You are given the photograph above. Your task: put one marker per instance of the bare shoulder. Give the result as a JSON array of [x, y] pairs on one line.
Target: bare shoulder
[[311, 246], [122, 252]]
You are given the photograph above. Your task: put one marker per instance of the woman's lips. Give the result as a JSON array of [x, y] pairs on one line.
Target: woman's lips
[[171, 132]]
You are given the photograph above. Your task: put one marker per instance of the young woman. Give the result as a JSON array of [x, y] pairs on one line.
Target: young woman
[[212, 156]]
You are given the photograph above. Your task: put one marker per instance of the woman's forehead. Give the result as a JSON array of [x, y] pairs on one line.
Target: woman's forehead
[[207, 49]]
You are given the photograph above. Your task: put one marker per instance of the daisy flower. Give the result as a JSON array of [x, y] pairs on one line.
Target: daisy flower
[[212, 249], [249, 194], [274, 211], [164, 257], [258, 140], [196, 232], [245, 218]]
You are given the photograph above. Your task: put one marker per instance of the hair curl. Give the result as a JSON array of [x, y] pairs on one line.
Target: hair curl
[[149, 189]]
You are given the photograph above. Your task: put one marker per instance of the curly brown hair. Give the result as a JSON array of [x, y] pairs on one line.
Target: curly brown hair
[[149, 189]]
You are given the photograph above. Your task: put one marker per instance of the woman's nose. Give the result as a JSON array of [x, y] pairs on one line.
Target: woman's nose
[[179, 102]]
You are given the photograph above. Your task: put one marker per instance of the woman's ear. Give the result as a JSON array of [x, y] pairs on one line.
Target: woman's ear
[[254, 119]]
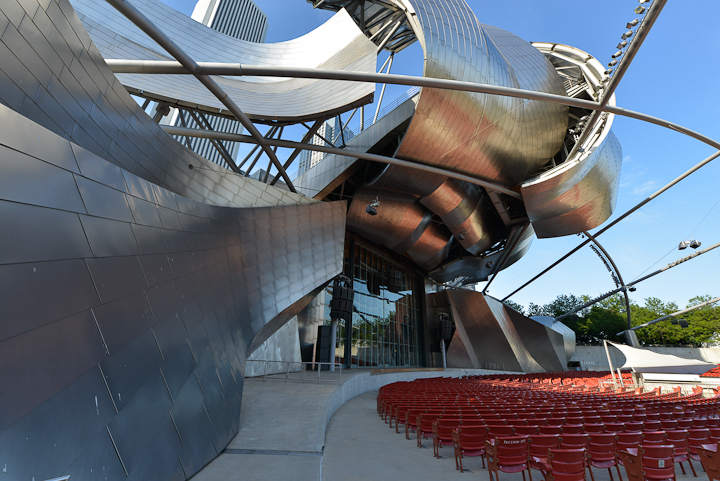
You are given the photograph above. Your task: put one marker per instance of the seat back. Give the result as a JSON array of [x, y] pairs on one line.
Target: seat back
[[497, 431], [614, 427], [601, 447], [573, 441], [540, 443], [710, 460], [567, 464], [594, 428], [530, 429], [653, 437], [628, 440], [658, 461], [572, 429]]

━━━━━━

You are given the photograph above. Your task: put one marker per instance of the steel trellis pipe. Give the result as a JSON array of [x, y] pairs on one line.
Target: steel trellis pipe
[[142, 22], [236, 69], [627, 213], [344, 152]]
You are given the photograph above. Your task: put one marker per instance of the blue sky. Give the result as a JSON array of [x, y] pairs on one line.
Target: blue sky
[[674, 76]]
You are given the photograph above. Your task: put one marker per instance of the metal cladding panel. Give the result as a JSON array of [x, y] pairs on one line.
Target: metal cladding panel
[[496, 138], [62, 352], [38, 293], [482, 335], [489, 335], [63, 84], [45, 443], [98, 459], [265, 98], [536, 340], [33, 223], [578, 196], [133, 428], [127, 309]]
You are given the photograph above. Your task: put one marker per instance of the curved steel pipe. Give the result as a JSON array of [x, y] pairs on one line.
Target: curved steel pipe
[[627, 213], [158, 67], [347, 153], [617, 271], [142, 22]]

━━━━━━

Which lines of the records contain the word "daisy"? Show each of those lines in full.

You are given the photograph above. Your task: put one marker per instance of the daisy flower. Give the result as a JSON array of [x, y] pairs on one line.
Target: daisy flower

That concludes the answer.